[Problem description] Write out every entry once more, character for character.

━━━━━━

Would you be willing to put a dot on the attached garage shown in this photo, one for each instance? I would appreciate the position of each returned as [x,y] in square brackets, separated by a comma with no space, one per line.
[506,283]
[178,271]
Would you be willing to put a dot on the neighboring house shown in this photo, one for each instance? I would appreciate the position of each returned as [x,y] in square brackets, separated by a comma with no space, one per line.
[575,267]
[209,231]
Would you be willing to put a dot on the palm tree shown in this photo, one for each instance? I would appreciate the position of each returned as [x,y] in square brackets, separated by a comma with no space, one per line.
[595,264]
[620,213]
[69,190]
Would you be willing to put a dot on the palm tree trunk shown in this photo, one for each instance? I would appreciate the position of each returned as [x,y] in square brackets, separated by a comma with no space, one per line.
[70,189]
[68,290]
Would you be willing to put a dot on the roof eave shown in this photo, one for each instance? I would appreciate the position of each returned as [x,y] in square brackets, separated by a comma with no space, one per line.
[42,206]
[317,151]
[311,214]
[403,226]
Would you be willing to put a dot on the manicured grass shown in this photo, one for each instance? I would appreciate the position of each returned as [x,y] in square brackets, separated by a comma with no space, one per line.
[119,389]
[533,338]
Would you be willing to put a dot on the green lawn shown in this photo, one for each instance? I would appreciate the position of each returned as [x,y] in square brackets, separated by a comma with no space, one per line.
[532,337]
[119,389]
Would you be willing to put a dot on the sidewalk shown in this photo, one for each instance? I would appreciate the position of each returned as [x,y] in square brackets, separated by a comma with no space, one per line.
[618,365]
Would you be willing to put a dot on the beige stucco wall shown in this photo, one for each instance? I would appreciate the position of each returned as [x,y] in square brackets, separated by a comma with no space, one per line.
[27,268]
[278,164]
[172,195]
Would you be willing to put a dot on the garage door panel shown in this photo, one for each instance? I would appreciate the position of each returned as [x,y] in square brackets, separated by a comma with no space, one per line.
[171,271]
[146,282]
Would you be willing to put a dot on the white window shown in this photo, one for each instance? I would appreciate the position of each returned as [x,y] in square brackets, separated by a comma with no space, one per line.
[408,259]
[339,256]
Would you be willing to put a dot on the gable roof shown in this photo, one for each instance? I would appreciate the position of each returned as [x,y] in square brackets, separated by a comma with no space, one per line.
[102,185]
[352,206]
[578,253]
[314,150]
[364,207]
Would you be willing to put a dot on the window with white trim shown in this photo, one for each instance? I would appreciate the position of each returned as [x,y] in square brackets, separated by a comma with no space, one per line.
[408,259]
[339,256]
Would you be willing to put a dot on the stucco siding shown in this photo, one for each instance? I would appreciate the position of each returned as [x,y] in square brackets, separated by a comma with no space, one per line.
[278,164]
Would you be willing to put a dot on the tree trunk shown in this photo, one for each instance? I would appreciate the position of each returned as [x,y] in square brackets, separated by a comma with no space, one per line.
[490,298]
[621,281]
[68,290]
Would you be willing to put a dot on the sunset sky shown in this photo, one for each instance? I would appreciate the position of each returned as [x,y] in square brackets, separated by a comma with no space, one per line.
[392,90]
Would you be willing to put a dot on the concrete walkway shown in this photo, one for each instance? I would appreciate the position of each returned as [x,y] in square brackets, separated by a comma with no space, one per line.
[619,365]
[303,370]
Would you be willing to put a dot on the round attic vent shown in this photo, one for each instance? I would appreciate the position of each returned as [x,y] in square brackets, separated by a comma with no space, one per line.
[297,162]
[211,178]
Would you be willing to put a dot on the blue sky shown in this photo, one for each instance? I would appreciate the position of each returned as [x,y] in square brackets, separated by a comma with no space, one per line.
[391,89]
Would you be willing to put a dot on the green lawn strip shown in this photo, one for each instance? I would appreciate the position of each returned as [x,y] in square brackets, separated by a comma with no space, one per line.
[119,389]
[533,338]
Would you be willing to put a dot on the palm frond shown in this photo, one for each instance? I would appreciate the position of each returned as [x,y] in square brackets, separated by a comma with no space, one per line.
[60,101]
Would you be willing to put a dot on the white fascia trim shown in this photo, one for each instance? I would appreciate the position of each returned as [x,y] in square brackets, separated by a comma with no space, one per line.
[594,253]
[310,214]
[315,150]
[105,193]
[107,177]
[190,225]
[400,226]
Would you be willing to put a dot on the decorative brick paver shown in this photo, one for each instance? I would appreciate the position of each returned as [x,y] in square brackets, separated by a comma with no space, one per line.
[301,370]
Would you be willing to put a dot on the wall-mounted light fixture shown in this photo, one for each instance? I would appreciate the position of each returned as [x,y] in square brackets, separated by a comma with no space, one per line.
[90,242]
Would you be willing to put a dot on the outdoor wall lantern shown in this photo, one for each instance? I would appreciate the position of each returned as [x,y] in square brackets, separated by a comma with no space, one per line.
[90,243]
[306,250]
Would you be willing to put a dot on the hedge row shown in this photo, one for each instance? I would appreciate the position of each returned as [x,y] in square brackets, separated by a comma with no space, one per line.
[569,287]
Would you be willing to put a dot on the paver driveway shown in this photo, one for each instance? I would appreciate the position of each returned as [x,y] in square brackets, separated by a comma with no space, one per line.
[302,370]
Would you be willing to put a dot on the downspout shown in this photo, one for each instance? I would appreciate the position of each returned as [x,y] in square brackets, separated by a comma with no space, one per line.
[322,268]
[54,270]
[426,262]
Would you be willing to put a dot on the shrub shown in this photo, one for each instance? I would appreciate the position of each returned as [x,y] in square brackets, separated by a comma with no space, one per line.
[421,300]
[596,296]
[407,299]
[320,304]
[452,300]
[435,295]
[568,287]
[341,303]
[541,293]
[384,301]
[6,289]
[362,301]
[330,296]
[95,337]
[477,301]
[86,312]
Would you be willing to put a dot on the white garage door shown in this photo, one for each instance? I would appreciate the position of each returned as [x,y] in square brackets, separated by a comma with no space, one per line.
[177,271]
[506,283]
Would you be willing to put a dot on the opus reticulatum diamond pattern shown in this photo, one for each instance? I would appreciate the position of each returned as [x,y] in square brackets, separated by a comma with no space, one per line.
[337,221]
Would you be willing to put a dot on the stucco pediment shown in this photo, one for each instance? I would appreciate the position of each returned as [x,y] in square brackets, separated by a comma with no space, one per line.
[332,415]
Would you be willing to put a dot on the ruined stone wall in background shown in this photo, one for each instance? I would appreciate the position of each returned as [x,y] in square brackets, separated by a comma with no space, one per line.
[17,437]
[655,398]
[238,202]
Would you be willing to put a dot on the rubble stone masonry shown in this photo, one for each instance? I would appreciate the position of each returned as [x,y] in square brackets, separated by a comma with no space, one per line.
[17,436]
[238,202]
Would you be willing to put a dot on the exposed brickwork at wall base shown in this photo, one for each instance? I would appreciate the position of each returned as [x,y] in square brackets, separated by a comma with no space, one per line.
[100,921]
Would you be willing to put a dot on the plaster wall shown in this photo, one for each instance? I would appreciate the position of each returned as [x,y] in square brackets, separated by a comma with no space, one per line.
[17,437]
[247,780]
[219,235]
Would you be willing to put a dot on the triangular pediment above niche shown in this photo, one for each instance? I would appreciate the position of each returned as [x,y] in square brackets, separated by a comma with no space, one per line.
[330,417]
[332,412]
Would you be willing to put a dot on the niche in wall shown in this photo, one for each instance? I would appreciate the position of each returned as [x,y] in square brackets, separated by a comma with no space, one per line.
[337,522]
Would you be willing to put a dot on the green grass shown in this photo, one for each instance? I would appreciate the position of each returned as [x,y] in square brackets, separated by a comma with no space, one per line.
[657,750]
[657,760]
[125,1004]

━━━━━━

[Exercise result]
Would you be willing to put a dot on the attached garage shown in this photo, one for each instance? I would appreciate the position of each returned as [x,y] in square brackets, separated by a comma with no space, one per line.
[506,283]
[178,271]
Would you be willing to put a dot on the neighboring house shown in this photo, one for each instance? I would appreciate the position of each returned as [x,y] in square brackets, separated by a comma with no space, one per line.
[575,267]
[209,231]
Would you be willing to put a dot on the palm tree shown in this photo, one for each instance? I would appreciate the position of each returned as [x,y] in square brackets, separated by a comma with no space, one per line.
[595,264]
[620,213]
[69,190]
Would you be willing to put a dot on the palm tree trunk shown in this photo, one for each instance? I would appreciate the position of each returned as [x,y] in square brackets, separated by a comma with no space, one per line.
[70,189]
[68,290]
Would you be willing to put a dot on the roof eave shown in this photo, one for each instance? I would appreciate the position of each returned as [x,y] in square brackets, separated by a comma with no space, one per line.
[42,206]
[317,151]
[311,214]
[403,226]
Would you be willing to put a dot on the manicured grass shown in this photo, one for each instance? I would appreciate the position of each returned as [x,y] in square brackets, separated by a comma with no space, one per line.
[119,389]
[533,338]
Would you be willing to put a dot on the green lawn shown in this photo, one for each instance? I would appreciate the position of each returned as [x,y] in square brackets, separated by a comma with no space, one per line.
[532,337]
[119,389]
Would you be willing to put a dot on the sidewalk shown in this photo, one for each instance? I would appreciate the position of each returned as [x,y] in square brackets, separated by a comma with no space, one per line.
[618,365]
Would you be willing to put a dot on the beige stucco wall shown in this photo, one for each instance? I would appreciate the position of each returned as [x,y] in square brackets, separated by a comma with no space, one per line.
[27,268]
[278,164]
[172,195]
Would you be willing to put a dot on the garage door panel shown in this photo, one for each instance? I would appreciate the position of each returned as [x,y] in square brackets, separated by a comma with no space, one per line.
[171,271]
[146,282]
Would you be willing to put a dot on the white window shown in this photo, one for each instance? I would appreciate the position of each returned as [x,y] in square brackets, separated by a comma with no space, one per line.
[408,259]
[339,256]
Would you be willing to put a dot on the gable roof shown in this photo, one for each instance? I would appreciate the position of each returned as [x,y] in square brackets, separated by a comma with no space, one per line.
[102,185]
[352,206]
[578,253]
[314,150]
[364,207]
Would you be willing to put a dot on the window with white trim shown in this photo, one for each instance? I would appreciate the position of each returned as [x,y] in square brackets, separated by a comma with no space, one per line.
[408,259]
[339,256]
Would you be willing to put a dot on the stucco siding shown in this photo, one for each instance? I would appreciate the position of each returned as [x,y] in square brackets, separated by a comma with no space, one per line.
[278,164]
Would you be willing to put a dot on the tree trunk shown in this photo, one for each instance? I would appreciate the position of each returned as [x,y] in square brackets, separated by a comma with no space, one per line.
[490,298]
[621,281]
[68,290]
Would you be willing to put a dot on the sunset sky shown in this photo, one for each instance? I would appreciate the position of each returned as [x,y] in square brackets, separated by a comma with no space, one per line.
[392,90]
Would you be willing to put a dot on the concrete walkway shown in this photo, one for each instance? I would appreciate the position of each returned as [x,y] in square brackets, separated by a comma with no space, one per line.
[619,365]
[303,370]
Would you be willing to put a dot on the round attic vent shown in this photo, one for each instance? I would appreciate the position of each returned as [x,y] in square brackets, separated by a comma with no space, one per line.
[297,162]
[211,178]
Would you be willing to put a dot on the blue sky shown in this photo, one for each instance? I would appreciate the position of each returned as [x,y] in square brackets, separated by a comma with no space, one per line.
[391,89]
Would you be willing to put a dot on the green lawn strip shown in this photo, one for each instance? I would appreciate the position of each returned as [x,y] in square brackets, separated by a comma with no space, one per line.
[119,389]
[533,338]
Would you be willing to put a dot on the palm frond shown in this photo, one for each instance? I would appreciate the position of each returned as [x,y] in square brackets, separated by a comma with no space, one per line.
[60,101]
Would you be willing to put a dot on the white fascia trim shown in this photo, one for each instance? I would appreciate the position of each returned as [x,y] in square brackets, separated by a comma with no space, one per line.
[594,253]
[310,214]
[315,150]
[105,193]
[107,177]
[190,225]
[400,226]
Would you be willing to put a dot on the decorative brick paver shown in this photo, one for each instance? I would appreciate the position of each returned as [x,y] in square brackets, separated by a comma with no space, one per line.
[301,370]
Would you be willing to put a dot on the wall-mounted light fixture shown in this photo, one for each instance? I would appreciate the position of each returned as [x,y] in square brackets, separated by a comma with no space, one per line.
[90,242]
Would you be willing to put a dot on the outdoor wall lantern shown in this photo, one for each instance? I would appreciate the position of each returned as [x,y] in square brackets, separated by a comma with no space, one per line.
[90,243]
[306,250]
Would you be willing to put a dot on the hedge row shown in this photo, one for each instance? I would appreciate the position of each returned as [x,y] in square brackets, separated by a comma with no space, one per line.
[569,287]
Would you be willing to put a dot on the paver driveway shown in this photo, one for each instance? I would appreciate the position of each returned as [x,y] in square brackets, separated by a comma with no space, one per line.
[302,370]
Would you be willing to put a dot on the downspout shown in this photo, one for each instance? I would appreciate the position of each returned as [x,y] in square brackets, separated by a comma with no space, one per line.
[322,268]
[54,270]
[426,262]
Would you be willing to put a dot on the shrub shown in this photo, one for each instance? I would appreciate the position of each returned as [x,y] in square brackets, separated by a comma with no space, one per line.
[421,300]
[596,296]
[407,299]
[320,304]
[452,300]
[435,295]
[568,287]
[341,303]
[541,293]
[384,301]
[6,289]
[362,301]
[330,296]
[95,337]
[477,301]
[86,312]
Would you be willing to put a dot on the white garage door shown in this photo, one for each instance? I would appreciate the position of each returned as [x,y] in square brackets, separated by a comma with no space, one per line.
[177,271]
[506,283]
Would you be willing to put a dot on the opus reticulatum diamond pattern shown in this photo, one for each instance? I would appreciate the position of each returned as [x,y] in square brackets, separated by a comma with no space, one per line.
[337,221]
Would you be willing to put a dot on the stucco pediment shown in this photo, one for each instance? I would appreciate the position of each returned as [x,y] in square brackets, separated by a comma with no space, one per line.
[332,415]
Would you be willing to put a dot on the ruined stone wall in background shown in this photo, one for each instance? I would appreciate the position of each returned as [x,y] in square brackets, separated by a comma with no space, one per line.
[17,437]
[655,398]
[238,202]
Would you be willing to put a dot on the rubble stone masonry shown in this photo, one for each instance? I would appreciate the position of each returned as [x,y] in square brackets, separated by a comma with no space, one per line.
[17,436]
[238,202]
Would you be willing to put a dot on the exposed brickwork at wall base shown in this photo, one for each instance? I would appreciate the position of each returned as [x,y] in square brackets, separated by a comma with no space, one per line.
[100,921]
Would you be willing to put a dot on the plaster wall shown in this photo, one for each instance? I would appreciate the position of each returned as [x,y] in square brackets, separated by a comma with no space, one per line.
[17,437]
[247,780]
[219,235]
Would you be willing to put a dot on the triangular pediment above niche shown in this photo, one for each instance? I would appreciate the position of each returned as [x,y] in square brackets, separated by a comma with no space, one per line.
[330,417]
[332,412]
Would you be willing to put a dot on the niche in wall shown in this photo, one for each instance? I would appreciate the position of each returned as [x,y] in square brackets, separated by a comma with no space, one per line.
[337,522]
Would you be willing to put a dot on the green grass shown in this photo, one for each instance? I would appreciate the position of each returned as [x,y] in square brackets, separated by a comma with no space, one per line.
[657,750]
[657,760]
[125,1004]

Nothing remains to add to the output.